** BEGIN Selected passage **

By Kathianne Boniello

Anyone with questions about a new four-story office building under construction on 42nd Avenue should come over and introduce themselves, the owner of a company that is planning to be the building’s main tenant said this week.

The environmental engineering firm of American Standard Testing Inc., which is leasing the new office site from A.J. Management in Bayside, created uneasiness in the community last week because of its use of machines with radioactive material. The machines, which test soil density for construction sites, will be stored in a concrete storage area at the 42nd Avenue building at night.

While the owners of the building insist the machines are no more dangerous “than a dental X-ray machine,” the city Buildings Department nevertheless stopped the project Friday because those in charge had failed to respond to an audit conducted by the agency, a spokesman said this week.

Alan Fortich, owner of American Standard Testing, which is now based in College Point, said in an interview Tuesday he was surprised by the Buildings Department stop order. Fortich, who said he believed the Buildings Department’s worries had been laid to resolve earlier this month, also urged anyone in the community with concerns about the machines to contact him with their questions.

“My door is open — I have nothing to hide,” he said.

Paul Wein, a spokesman for the Buildings Department, said Tuesday the agency had no record of the company’s response to concerns about the machines. Buildings issued a warning letter giving the project managers 10 days to respond, Wein said.

According to a May letter sent by the Buildings Department to Community Board 11 about the project, the agency was seeking additional information on the machines used by American Standard Testing.

“Now it’s stopped until they respond,” Wein said.

** END Selected passage **

_What to do_:
[1] Report only the count of lines in the records that contain the string "foot". Case counts.
[2] Extend the news article about the 42nd Avenue office building past its final sentence.

** BEGIN Available records **

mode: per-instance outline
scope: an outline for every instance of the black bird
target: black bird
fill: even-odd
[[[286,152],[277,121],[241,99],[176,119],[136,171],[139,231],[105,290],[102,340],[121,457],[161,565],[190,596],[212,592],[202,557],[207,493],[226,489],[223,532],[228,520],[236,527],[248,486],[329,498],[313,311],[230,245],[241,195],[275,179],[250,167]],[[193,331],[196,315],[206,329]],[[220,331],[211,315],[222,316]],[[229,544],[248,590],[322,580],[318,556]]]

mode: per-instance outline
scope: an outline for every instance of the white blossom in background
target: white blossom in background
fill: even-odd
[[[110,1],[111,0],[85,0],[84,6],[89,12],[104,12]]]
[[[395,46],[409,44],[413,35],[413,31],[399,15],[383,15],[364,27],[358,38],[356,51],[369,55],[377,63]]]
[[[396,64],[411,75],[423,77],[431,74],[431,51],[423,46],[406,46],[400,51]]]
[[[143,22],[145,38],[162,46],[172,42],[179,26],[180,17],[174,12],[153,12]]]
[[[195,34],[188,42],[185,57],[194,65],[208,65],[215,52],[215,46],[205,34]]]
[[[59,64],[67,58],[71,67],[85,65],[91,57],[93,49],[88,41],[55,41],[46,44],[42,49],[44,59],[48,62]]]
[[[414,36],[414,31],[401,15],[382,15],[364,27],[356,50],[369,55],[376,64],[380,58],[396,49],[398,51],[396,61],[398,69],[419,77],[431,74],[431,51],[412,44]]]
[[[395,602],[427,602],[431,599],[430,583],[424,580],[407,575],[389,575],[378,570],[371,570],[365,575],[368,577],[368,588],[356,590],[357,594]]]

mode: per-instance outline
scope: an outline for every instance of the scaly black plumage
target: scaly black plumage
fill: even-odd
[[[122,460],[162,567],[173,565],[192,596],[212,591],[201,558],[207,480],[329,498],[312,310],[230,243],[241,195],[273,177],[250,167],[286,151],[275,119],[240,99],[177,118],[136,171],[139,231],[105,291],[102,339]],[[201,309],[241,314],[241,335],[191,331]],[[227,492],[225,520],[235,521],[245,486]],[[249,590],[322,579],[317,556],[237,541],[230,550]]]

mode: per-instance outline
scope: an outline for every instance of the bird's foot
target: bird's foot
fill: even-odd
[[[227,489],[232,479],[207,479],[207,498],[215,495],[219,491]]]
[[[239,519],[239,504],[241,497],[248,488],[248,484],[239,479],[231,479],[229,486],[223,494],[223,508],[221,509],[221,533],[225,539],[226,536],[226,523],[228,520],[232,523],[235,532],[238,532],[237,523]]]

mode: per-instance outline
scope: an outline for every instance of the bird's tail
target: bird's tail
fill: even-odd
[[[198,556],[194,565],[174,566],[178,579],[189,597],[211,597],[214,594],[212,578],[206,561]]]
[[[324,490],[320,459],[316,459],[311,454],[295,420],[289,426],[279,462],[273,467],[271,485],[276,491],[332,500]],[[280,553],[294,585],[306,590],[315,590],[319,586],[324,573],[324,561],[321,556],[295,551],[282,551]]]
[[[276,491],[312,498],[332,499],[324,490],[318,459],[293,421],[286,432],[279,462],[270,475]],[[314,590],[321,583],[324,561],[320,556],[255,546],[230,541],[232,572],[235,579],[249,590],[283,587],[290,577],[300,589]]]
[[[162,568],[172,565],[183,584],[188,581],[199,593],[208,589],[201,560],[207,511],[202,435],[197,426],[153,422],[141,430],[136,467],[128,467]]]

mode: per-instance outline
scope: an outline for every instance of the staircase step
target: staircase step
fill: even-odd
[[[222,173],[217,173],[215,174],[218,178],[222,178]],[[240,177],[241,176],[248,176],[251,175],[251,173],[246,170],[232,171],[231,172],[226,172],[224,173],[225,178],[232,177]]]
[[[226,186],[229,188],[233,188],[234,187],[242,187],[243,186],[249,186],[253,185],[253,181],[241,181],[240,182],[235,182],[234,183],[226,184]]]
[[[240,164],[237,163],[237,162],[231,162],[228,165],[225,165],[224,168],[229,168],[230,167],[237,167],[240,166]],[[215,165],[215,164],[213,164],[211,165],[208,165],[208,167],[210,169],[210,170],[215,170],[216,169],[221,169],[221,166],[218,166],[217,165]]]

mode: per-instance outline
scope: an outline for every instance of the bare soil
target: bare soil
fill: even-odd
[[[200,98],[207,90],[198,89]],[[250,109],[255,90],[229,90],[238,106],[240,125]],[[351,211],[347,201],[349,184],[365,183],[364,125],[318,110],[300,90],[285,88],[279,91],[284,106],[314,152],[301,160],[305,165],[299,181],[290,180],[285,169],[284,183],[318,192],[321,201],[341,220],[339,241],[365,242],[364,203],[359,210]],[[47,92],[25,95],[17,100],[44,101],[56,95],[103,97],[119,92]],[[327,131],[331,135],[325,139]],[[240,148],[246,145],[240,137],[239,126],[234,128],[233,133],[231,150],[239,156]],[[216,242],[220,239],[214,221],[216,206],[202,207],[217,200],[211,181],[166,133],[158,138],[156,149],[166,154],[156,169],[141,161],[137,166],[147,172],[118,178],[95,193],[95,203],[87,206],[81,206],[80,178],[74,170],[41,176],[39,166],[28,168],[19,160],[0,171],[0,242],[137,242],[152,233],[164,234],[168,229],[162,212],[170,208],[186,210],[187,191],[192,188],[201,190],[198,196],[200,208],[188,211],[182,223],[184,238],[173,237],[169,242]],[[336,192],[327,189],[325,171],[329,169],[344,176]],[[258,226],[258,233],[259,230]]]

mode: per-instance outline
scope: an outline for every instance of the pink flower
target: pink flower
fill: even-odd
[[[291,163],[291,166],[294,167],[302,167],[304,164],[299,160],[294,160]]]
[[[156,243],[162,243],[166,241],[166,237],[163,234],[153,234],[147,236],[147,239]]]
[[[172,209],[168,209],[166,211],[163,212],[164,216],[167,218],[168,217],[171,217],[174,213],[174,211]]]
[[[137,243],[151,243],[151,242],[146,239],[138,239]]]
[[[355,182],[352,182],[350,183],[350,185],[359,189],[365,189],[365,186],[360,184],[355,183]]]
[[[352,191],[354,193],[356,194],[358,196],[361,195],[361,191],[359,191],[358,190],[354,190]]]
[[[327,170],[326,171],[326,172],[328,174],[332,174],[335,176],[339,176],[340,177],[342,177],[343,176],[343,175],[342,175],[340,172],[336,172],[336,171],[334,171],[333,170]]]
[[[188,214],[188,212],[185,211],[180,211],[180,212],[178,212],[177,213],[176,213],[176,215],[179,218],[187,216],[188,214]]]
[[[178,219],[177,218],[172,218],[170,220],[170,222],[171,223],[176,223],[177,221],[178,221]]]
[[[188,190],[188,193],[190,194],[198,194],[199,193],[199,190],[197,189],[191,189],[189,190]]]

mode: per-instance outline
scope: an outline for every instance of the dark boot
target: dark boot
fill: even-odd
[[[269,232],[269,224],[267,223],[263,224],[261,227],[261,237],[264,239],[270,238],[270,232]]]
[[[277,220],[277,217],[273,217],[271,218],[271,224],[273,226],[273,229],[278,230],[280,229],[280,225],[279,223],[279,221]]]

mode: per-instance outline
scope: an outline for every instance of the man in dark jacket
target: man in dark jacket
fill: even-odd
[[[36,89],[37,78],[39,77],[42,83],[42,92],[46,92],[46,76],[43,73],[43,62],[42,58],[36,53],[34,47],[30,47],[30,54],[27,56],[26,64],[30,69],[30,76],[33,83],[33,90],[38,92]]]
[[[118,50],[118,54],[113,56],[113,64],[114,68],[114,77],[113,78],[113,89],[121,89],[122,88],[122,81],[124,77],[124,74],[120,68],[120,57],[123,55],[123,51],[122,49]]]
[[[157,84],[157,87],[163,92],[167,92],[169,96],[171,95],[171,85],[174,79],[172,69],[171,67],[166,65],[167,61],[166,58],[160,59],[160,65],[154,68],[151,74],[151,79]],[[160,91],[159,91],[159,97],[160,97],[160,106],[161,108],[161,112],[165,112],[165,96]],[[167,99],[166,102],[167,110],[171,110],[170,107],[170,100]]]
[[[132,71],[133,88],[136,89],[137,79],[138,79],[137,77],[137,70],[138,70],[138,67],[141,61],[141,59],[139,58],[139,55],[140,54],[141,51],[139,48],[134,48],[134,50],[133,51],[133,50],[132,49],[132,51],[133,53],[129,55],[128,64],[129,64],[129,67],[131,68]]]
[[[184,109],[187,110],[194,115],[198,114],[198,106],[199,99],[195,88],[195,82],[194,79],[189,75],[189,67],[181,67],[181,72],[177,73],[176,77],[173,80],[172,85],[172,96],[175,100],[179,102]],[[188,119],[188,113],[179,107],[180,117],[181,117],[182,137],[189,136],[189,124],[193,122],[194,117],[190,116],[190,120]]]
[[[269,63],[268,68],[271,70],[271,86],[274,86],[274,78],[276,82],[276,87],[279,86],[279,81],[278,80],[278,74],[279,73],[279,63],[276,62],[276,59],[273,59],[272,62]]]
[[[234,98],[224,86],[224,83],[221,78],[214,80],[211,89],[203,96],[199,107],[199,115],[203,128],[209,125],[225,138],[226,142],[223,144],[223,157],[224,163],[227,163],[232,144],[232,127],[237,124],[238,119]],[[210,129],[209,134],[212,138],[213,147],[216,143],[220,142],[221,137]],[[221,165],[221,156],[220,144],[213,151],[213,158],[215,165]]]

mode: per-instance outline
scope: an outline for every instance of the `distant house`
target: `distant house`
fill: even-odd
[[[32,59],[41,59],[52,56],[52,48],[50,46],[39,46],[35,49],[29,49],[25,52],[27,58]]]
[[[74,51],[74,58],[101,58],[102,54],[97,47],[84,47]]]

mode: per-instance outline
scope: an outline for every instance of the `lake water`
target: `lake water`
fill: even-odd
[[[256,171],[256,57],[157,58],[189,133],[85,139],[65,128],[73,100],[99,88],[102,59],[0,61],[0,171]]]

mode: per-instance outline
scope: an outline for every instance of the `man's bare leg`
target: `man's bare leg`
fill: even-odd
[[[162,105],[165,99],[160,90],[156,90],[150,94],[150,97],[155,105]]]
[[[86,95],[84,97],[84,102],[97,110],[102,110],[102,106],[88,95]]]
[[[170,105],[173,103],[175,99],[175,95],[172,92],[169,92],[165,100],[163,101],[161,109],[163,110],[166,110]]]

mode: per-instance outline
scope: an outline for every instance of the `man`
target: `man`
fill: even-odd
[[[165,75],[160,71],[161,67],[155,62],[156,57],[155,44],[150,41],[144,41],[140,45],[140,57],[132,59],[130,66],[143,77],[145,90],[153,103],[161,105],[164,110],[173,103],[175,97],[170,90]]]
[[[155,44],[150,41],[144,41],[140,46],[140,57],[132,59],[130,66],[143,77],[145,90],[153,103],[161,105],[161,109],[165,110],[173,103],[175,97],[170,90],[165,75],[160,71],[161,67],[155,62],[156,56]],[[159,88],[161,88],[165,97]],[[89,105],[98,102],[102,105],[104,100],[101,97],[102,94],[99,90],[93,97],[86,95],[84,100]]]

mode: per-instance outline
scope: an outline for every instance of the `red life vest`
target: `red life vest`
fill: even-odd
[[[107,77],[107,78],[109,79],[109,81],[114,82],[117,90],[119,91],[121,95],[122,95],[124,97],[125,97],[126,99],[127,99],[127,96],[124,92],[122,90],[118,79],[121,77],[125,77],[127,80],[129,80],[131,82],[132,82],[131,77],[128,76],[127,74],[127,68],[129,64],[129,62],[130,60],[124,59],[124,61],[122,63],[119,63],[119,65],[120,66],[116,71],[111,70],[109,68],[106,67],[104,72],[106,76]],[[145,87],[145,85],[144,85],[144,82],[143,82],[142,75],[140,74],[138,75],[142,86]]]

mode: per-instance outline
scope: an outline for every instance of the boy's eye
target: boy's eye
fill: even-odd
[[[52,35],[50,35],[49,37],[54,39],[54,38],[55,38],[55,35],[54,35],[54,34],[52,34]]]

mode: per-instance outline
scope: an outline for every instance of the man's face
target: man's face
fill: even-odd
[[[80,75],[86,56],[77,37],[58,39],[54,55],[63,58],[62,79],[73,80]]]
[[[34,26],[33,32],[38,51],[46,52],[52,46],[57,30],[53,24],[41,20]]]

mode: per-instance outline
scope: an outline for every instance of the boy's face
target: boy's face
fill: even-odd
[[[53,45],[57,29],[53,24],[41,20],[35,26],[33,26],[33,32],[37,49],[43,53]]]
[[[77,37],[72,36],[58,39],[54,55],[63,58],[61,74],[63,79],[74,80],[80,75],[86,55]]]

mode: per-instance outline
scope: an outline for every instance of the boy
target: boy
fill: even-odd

** END Available records **

_Answers to the exercise_:
[1] 2

[2]
A Feb. 15 letter to the city Fire Department from American Standard Testing put the FDNY on notice that part of the new building at 214-41 42nd Ave. would store machines used by the company for testing at construction sites. According to the letter, the machines use cesium, americium and bryllium.

American Standard Testing was established in Flushing seven years ago before moving to College Point, Fortich said, and employs about 60 people.

Fortich emphasized the company follows all safety procedures for the machines.

“We have a perfect safety record,” he said. “If I was hiding anything, I wouldn’t have filed with the Fire Department.”

A spokeswoman for Humboldt Scientific Inc., a North Carolina manufacturer of the type of nuclear gauges used by American Standard Testing, said the machines pose little to no threat to human health.

“The gauge itself is perfectly safe,” said spokeswoman Tamla Warren.

Warren explained that the amounts of radioactive materials in the gauges are small and sealed in several layers of protective metal about the size of a pen cap that sits within the gauge itself.

Fortich, who said his company is regularly inspected by the state because of the machines it uses, said they would be kept in a concrete storage area in the rear of the building at night. The storage area is closest to the Long Island Rail Road tracks that run behind the building.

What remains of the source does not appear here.